#### TASK DESCRIPTION:
Set down the full listing exactly, character for character.

#### GIVEN RECORDS:
-- -- --

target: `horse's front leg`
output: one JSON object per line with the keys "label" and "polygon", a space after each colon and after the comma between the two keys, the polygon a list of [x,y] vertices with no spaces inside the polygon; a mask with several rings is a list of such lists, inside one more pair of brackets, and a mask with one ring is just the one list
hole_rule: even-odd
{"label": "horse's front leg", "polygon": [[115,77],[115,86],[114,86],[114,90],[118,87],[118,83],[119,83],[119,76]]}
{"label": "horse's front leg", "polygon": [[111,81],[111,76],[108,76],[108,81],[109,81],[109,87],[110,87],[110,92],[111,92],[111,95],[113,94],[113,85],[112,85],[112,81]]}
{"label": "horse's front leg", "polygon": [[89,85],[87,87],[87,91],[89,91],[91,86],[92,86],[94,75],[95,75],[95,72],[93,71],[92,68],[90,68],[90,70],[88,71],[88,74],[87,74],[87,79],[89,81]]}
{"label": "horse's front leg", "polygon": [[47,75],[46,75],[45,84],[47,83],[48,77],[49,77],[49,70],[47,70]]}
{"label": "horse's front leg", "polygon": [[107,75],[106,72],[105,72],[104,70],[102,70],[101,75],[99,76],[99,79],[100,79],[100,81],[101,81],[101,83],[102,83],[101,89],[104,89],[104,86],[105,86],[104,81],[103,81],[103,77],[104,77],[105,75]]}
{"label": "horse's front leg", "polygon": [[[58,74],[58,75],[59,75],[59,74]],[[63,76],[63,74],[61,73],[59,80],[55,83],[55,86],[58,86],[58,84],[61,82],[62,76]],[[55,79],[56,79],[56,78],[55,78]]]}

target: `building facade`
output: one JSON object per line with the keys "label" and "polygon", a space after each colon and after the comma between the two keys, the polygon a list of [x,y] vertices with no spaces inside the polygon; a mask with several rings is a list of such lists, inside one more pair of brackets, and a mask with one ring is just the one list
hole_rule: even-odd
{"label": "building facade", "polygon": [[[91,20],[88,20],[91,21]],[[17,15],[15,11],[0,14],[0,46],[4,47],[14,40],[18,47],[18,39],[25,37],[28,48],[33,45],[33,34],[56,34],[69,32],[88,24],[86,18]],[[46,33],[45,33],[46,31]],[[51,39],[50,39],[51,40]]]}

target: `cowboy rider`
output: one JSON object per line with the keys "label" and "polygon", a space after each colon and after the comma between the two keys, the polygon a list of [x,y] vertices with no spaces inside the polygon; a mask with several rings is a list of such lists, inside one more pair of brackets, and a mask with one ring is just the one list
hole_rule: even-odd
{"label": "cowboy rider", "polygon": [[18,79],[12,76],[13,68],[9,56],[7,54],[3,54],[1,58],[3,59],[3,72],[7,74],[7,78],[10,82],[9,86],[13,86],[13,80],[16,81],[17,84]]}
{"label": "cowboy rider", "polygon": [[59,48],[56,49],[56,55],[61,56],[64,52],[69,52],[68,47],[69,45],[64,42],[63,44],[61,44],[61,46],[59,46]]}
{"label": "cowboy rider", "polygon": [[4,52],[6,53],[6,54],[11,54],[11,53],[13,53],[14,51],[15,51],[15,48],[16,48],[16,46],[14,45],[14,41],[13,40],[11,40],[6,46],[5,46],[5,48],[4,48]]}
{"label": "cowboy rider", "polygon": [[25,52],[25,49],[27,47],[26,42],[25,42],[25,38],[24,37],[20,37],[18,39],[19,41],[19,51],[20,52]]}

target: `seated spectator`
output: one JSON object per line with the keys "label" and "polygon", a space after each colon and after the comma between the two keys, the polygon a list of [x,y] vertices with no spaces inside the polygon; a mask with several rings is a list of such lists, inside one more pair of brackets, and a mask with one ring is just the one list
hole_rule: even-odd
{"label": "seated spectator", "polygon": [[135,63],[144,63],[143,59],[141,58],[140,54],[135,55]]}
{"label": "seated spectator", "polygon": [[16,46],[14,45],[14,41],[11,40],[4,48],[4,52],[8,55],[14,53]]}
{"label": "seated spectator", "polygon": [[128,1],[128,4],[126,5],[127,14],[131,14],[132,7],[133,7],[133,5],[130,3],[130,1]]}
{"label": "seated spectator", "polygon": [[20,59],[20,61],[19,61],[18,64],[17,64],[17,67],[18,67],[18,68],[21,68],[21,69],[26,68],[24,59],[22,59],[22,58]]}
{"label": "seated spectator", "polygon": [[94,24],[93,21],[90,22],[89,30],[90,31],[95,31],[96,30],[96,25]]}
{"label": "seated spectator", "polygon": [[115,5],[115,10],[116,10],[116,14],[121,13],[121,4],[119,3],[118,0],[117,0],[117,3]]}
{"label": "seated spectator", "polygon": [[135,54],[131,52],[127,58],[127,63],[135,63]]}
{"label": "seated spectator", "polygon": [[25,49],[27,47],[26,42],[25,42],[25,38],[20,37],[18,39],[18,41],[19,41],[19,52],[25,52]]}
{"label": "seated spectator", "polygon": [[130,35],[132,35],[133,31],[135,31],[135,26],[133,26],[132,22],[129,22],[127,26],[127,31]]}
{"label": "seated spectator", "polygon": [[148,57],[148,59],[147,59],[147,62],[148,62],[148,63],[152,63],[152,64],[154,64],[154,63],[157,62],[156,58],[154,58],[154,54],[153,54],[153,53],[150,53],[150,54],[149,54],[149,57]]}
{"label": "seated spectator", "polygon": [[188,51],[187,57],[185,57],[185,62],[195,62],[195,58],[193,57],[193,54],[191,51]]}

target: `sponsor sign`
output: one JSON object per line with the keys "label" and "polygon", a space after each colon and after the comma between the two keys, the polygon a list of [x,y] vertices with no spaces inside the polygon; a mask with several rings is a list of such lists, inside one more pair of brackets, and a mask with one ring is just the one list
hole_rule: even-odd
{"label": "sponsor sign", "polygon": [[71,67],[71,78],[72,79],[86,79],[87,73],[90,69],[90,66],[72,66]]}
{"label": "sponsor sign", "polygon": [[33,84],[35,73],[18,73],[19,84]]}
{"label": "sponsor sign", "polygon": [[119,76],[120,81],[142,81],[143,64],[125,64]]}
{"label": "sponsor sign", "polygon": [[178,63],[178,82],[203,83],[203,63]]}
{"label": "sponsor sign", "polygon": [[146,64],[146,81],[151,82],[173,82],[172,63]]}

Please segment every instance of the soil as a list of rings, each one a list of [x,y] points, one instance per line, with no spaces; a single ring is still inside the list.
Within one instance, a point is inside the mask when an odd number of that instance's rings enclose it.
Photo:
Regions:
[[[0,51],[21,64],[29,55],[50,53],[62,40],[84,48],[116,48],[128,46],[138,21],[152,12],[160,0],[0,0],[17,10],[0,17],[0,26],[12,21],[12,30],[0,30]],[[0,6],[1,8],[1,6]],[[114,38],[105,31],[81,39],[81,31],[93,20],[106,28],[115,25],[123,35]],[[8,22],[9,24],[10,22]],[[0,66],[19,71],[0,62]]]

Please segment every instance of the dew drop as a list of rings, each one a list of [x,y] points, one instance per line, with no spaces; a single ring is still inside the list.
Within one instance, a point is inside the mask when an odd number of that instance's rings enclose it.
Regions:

-- -- --

#### WRITTEN RESPONSE:
target: `horse's front leg`
output: one JSON object per line with the keys "label" and "polygon", a space after each colon and after the comma between the two keys, the polygon a list of [x,y] vertices with no spaces inside the polygon; a mask with several rings is a list of such lists, inside one more pair of brackets, and a mask with one ring is just the one list
hole_rule: even-odd
{"label": "horse's front leg", "polygon": [[115,77],[115,86],[114,86],[114,90],[118,87],[118,83],[119,83],[119,76]]}
{"label": "horse's front leg", "polygon": [[111,81],[111,76],[108,76],[108,81],[109,81],[109,87],[110,87],[110,92],[111,92],[111,95],[113,94],[113,85],[112,85],[112,81]]}
{"label": "horse's front leg", "polygon": [[89,85],[87,87],[87,91],[89,91],[91,86],[92,86],[94,75],[95,75],[95,72],[93,71],[92,68],[90,68],[90,70],[88,71],[88,74],[87,74],[87,79],[89,81]]}
{"label": "horse's front leg", "polygon": [[47,75],[46,75],[45,84],[47,83],[48,77],[49,77],[49,70],[47,70]]}
{"label": "horse's front leg", "polygon": [[107,75],[106,72],[105,72],[104,70],[102,70],[101,75],[99,76],[99,79],[100,79],[100,81],[101,81],[101,83],[102,83],[101,89],[104,89],[104,86],[105,86],[104,81],[103,81],[103,77],[104,77],[105,75]]}
{"label": "horse's front leg", "polygon": [[[58,74],[58,75],[59,75],[59,74]],[[63,76],[63,74],[61,73],[59,80],[55,83],[55,86],[58,86],[58,84],[61,82],[62,76]],[[55,79],[56,79],[56,78],[55,78]]]}

target: `building facade`
output: one JSON object per line with the keys "label" and "polygon", a space after each colon and after the comma between the two keys, the polygon a list of [x,y] vertices with no spaces inside the polygon; a mask with several rings is a list of such lists, inside one more pair of brackets, and a mask with one ring is just the one list
hole_rule: even-odd
{"label": "building facade", "polygon": [[[91,20],[88,20],[91,21]],[[17,15],[15,11],[0,14],[0,46],[4,47],[14,40],[18,47],[18,39],[25,37],[28,48],[33,45],[33,34],[56,34],[69,32],[88,24],[86,18]],[[46,33],[45,33],[46,31]],[[51,39],[50,39],[51,40]]]}

target: `cowboy rider`
output: one JSON object per line with the keys "label" and "polygon", a space after each colon and after the comma between the two keys, the polygon a list of [x,y] vertices with no spaces inside the polygon; a mask with several rings is a list of such lists, inside one more pair of brackets, and a mask with one ring is just the one list
hole_rule: even-odd
{"label": "cowboy rider", "polygon": [[18,79],[12,76],[13,68],[9,56],[7,54],[3,54],[1,58],[3,59],[3,72],[7,74],[7,78],[10,82],[9,86],[13,86],[13,80],[16,81],[17,84]]}
{"label": "cowboy rider", "polygon": [[59,48],[56,49],[56,55],[61,56],[64,52],[69,52],[68,47],[69,45],[64,42],[63,44],[61,44],[61,46],[59,46]]}
{"label": "cowboy rider", "polygon": [[4,52],[6,53],[6,54],[11,54],[11,53],[13,53],[14,51],[15,51],[15,48],[16,48],[16,46],[14,45],[14,41],[13,40],[11,40],[6,46],[5,46],[5,48],[4,48]]}
{"label": "cowboy rider", "polygon": [[25,52],[25,49],[27,47],[26,42],[25,42],[25,38],[24,37],[20,37],[18,39],[19,41],[19,51],[20,52]]}

target: `seated spectator`
output: one JSON object per line with the keys "label" and "polygon", a space after each colon and after the comma between the two keys, the polygon a list of [x,y] vertices with no spaces inside the polygon; a mask with several rings is a list of such lists, inside one more pair of brackets, and a mask with one ring is just the one list
hole_rule: even-odd
{"label": "seated spectator", "polygon": [[135,63],[144,63],[143,59],[141,58],[140,54],[135,55]]}
{"label": "seated spectator", "polygon": [[16,46],[14,45],[14,41],[11,40],[4,48],[4,52],[8,55],[14,53]]}
{"label": "seated spectator", "polygon": [[128,1],[128,4],[126,5],[127,14],[131,14],[132,7],[133,7],[133,5],[130,3],[130,1]]}
{"label": "seated spectator", "polygon": [[20,59],[20,61],[19,61],[18,64],[17,64],[17,67],[18,67],[18,68],[21,68],[21,69],[26,68],[24,59],[22,59],[22,58]]}
{"label": "seated spectator", "polygon": [[94,24],[93,21],[90,22],[89,30],[90,31],[95,31],[96,30],[96,25]]}
{"label": "seated spectator", "polygon": [[115,5],[115,10],[116,10],[116,14],[121,13],[121,4],[119,3],[118,0],[117,0],[117,3]]}
{"label": "seated spectator", "polygon": [[135,54],[131,52],[127,58],[127,63],[135,63]]}
{"label": "seated spectator", "polygon": [[25,49],[27,47],[26,42],[25,42],[25,38],[20,37],[18,39],[18,41],[19,41],[19,52],[25,52]]}
{"label": "seated spectator", "polygon": [[130,35],[132,35],[133,31],[135,31],[135,26],[133,26],[132,22],[129,22],[127,26],[127,31]]}
{"label": "seated spectator", "polygon": [[148,57],[148,59],[147,59],[147,62],[148,62],[148,63],[152,63],[152,64],[154,64],[154,63],[157,62],[156,58],[154,58],[154,54],[153,54],[153,53],[150,53],[150,54],[149,54],[149,57]]}
{"label": "seated spectator", "polygon": [[188,51],[187,57],[185,57],[185,62],[195,62],[195,58],[193,57],[193,54],[191,51]]}

target: `sponsor sign`
output: one JSON object per line with the keys "label" and "polygon", a space after each colon and after the comma between the two keys, the polygon a list of [x,y] vertices with no spaces inside the polygon; a mask with several rings is a list of such lists, inside one more pair of brackets, and a mask with one ring is just the one list
hole_rule: even-odd
{"label": "sponsor sign", "polygon": [[71,67],[71,78],[72,79],[86,79],[87,73],[90,69],[90,66],[72,66]]}
{"label": "sponsor sign", "polygon": [[33,84],[35,73],[18,73],[19,84]]}
{"label": "sponsor sign", "polygon": [[119,76],[120,81],[142,81],[143,64],[125,64]]}
{"label": "sponsor sign", "polygon": [[178,63],[178,82],[203,83],[203,63]]}
{"label": "sponsor sign", "polygon": [[146,64],[146,81],[151,82],[173,82],[172,63]]}

Please segment every instance of the soil as a list of rings, each one a list of [x,y] points, one instance per line, with no spaces; a single ring is still inside the list.
Within one instance, a point is inside the mask when an odd number of that instance's rings enclose it.
Photo:
Regions:
[[[0,51],[21,64],[29,55],[50,53],[62,40],[84,48],[116,48],[128,46],[138,21],[152,12],[160,0],[0,0],[17,10],[0,17],[0,26],[12,21],[12,30],[0,30]],[[0,6],[1,8],[1,6]],[[114,38],[105,31],[81,39],[81,31],[93,20],[106,28],[115,25],[123,35]],[[8,22],[9,24],[10,22]],[[0,66],[19,71],[0,62]]]

Please segment every instance of the dew drop as a list of rings, each one a list of [x,y] points, one instance per line, with no spaces; a single ring is still inside the list.
Within one instance, a point is inside the mask when an odd number of that instance's rings enclose it.
Regions:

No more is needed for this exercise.